= Task requirements =
Restate the records below word for word, and omit the images they hold.

= Coordinate labeling data =
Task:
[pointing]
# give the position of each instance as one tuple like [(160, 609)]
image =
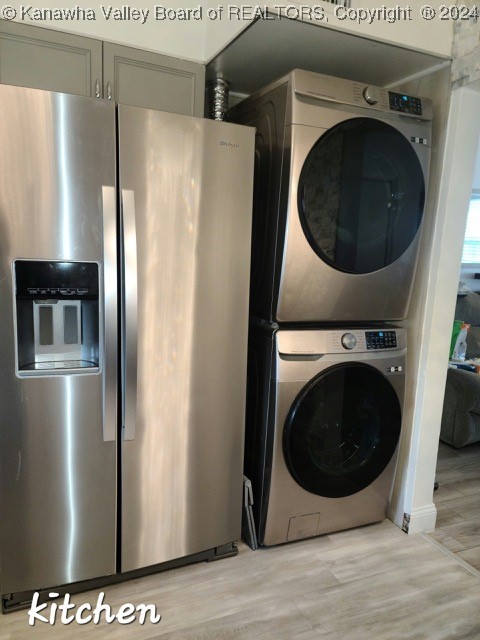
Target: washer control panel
[(381, 339), (318, 342), (349, 341)]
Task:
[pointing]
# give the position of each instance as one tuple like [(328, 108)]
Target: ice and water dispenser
[(57, 317)]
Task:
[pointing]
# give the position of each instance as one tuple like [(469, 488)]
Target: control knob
[(349, 341), (371, 95)]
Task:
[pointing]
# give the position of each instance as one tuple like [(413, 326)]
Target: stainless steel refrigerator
[(124, 270)]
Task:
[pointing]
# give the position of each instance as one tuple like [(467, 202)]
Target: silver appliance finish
[(290, 282), (182, 460), (186, 199), (57, 470), (290, 359)]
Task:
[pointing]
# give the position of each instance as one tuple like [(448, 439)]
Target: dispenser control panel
[(60, 280)]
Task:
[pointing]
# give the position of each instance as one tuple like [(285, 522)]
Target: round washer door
[(361, 195), (342, 430)]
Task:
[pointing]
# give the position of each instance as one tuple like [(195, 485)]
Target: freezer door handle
[(130, 315), (110, 313)]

= Solution below =
Task:
[pointing]
# give the position of each instance as one tuple like [(160, 609)]
image =
Target: washer control panel
[(381, 339), (318, 342), (349, 341)]
Task:
[pointing]
# give the position of each instance as one tuple like [(328, 108)]
Target: ice and water dispenser
[(57, 317)]
Task:
[pointing]
# give the position of each instance as one tuple like [(469, 488)]
Target: control knob
[(349, 341), (371, 95)]
Task:
[pointing]
# give the position of each instance as one tuple like [(413, 326)]
Target: stainless steel refrigerator
[(124, 270)]
Task:
[pointing]
# give the position of each instance as one tuple like [(467, 202)]
Target: silver appliance finish
[(290, 282), (182, 460), (186, 199), (57, 470), (290, 359)]
Task:
[pointing]
# give the position of each instance as one tuple like [(448, 439)]
Target: dispenser control panel
[(60, 280)]
Task:
[pointing]
# give the position of each instance as one tuple like [(285, 522)]
Target: round washer door
[(361, 195), (342, 430)]
Task:
[pointing]
# give the position of each instance as one tuple like [(195, 485)]
Target: freezer door handle
[(130, 315), (110, 313)]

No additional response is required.